■ **WHAT YOU WILL DO**
**1.** Answer these questions about the golf massage passage:
(a) How long is the golfer's massage session at Glancy's resort?
(b) In what year did Gesmundo's car collision happen?
(c) How often does Gesmundo see his massage therapist?
**2.** Could you extend the golf massage passage, picking up right after its final sentence?

■ **SUPPLIED TEXT**
§

Glancy’s golf resort, like Jasinski’s, features a special golfer’s massage option. A full-body, 50-minute session, the golfer’s massage is typically a deep one that targets the client’s problem areas. Including both trigger point and passive stretching, the bodywork further focuses on the lower back and scapula area, as well as the pelvic and calf regions. Recommending massage to all golfers prior to their entrance onto the course, Glancy sees such work, even when isolated to the chair venue, as a necessary way to warm up muscles while offsetting potential injuries.
It was 1984, and golf-lover Michael Gesmundo thought his chances for playing the game had come to a crashing halt after 10 years on the green. As the result of a collision, Gesmundo was thrown through the windshield of his car. Both knees were hurled into the dashboard and Gesmundo’s middle and lower back also took a great impact, abruptly sidelining him. Afterward, he endured a seven-month physical therapy regime, but never really recouped. That is until his chiropractor suggested massage therapy.
“I see the massage therapist every week,” Gesmundo says. “She works on all musculature that affects my golf game, such as neck, shoulders, mid- and lower back, hips, arms, legs, glutes, and hands for an hour and a half.” The 62-year-old resident of Town of Newburgh, N.Y., says, “As a result, my game has greatly improved. It really alleviates the pain, especially deep-tissue massage. I may start out a bit sore when I first begin playing, but after a little bit of stretching, I can pretty much play pain-free.”

§

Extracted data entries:

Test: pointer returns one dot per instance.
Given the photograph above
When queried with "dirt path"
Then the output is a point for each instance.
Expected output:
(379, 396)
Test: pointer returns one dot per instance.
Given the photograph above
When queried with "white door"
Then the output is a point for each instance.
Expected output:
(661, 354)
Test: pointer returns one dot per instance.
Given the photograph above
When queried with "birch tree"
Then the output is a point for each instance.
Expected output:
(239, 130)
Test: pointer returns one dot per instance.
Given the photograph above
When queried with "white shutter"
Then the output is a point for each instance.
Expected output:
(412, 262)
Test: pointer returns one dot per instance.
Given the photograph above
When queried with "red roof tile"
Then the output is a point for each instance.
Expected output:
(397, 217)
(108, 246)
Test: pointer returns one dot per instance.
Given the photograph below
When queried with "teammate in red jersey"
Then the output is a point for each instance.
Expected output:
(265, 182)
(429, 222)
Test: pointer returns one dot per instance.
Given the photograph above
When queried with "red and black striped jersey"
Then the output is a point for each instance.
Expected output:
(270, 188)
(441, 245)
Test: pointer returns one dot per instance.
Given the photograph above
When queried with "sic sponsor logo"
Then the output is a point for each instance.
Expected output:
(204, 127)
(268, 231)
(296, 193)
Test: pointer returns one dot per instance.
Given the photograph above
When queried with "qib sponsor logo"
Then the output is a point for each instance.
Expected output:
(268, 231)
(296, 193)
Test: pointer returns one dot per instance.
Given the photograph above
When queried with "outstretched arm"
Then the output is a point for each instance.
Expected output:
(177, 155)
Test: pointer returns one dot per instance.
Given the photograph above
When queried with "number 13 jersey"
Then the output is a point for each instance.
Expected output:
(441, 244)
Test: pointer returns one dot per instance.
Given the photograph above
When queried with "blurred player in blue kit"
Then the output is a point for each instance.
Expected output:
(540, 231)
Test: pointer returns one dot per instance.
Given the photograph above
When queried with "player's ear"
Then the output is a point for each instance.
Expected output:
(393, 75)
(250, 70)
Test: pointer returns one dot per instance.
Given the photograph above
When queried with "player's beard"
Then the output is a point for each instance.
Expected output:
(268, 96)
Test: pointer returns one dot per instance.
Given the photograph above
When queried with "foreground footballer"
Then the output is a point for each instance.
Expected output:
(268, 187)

§

■ **EXPECTED OUTPUTS**
**1.**
(a) 50 minutes
(b) 1984
(c) Every week

**2.**
As a regular player in seniors’ tournaments, Gesmundo is acquainted with many others who take the massage therapy route and says he’s heard nothing but positive feedback from them on their bodywork experiences. An appropriately trained therapist is key though. “You need to make sure to find the right one,” he adds.
For Gesmundo, that right one was Kim Fischer — John Fischer’s wife and a licensed massage therapist for the past eight years. In fact, about 40 percent of her clients are golfers. Initially she analyzes the clients first to locate the origin of their pain and stiffness, then Fischer follows a typical massage protocol of effleurage and petrissage to warm and increase circulation to tissue (musculature). She then proceeds with muscle stripping (parallel friction) to lengthen tissue, while breaking down any adhesions the client may possess. The session concludes with good stretching applied to each worked area.
Fischer is a strong advocate for yet another technique when it comes to golfers. “I am a big fan of jostling when working on the gluteals, sometimes for as long as 15 minutes on each side, she says. Fisher is also a firm believer in post-massage ice application to alleviate any resulting soreness and inflammation. “Jostling really helps tire out those muscles, sometimes even evoking a total release.”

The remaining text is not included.